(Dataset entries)
Content starts

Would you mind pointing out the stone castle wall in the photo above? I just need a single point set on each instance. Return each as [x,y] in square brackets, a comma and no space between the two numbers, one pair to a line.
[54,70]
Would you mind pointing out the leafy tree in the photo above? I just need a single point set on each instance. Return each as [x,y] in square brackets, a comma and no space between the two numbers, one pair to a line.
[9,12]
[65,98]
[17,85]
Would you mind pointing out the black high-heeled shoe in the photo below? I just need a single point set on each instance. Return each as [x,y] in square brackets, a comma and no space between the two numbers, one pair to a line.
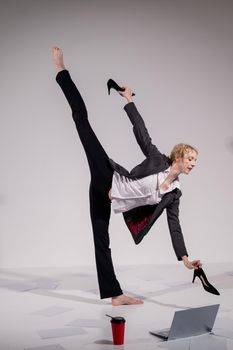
[111,84]
[206,284]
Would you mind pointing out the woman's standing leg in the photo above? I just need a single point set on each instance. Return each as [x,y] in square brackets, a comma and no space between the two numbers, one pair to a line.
[101,178]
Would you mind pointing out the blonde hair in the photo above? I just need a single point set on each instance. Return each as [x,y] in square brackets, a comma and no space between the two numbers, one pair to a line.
[180,150]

Content ends

For each entry above, write it out again exactly but leave out any picture.

== Response to the exercise ==
Would you mind pointing out the stone castle wall in the photo above? I just need a single point set on each instance. Return each as [x,y] in square brackets, a comma and no space between the two numbers, one pair to a line.
[54,70]
Would you mind pointing out the leafy tree in the photo above? I just need a single point set on each instance. Return each as [x,y] in square brackets, a comma and no space between the two numbers, one pair to a line.
[9,12]
[65,98]
[17,85]
Would you mind pointing out the black high-heeled shoe in the photo below? I just need a single point set on each instance. Return each as [x,y] in square brackets, a comma and no space between the two numbers, one pair to a line.
[111,84]
[206,284]
Would you mind pointing out the woman's standing leg in the photo above? I just need a single point set on each instance. Return each as [x,y] in square brackets, a comma and no space between the two numbers, one pair to a line.
[101,178]
Would you mind pointing out the blonde hair in the photo above? I just need a single point set on each instance. Return each as [x,y] in square brackets, a comma and no space between the two numbers, one pair to a line.
[180,150]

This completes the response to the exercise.